(Items from a pointing dataset)
## Begin
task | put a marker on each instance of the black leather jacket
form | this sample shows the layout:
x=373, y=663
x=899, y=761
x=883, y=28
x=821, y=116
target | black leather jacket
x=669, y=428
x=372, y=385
## End
Copy every item above line for line, changing nothing.

• _Answer to this problem_
task | put a marker on each instance of the black leather jacket
form | this sample shows the layout:
x=373, y=663
x=899, y=761
x=883, y=28
x=821, y=116
target | black leather jacket
x=669, y=428
x=372, y=385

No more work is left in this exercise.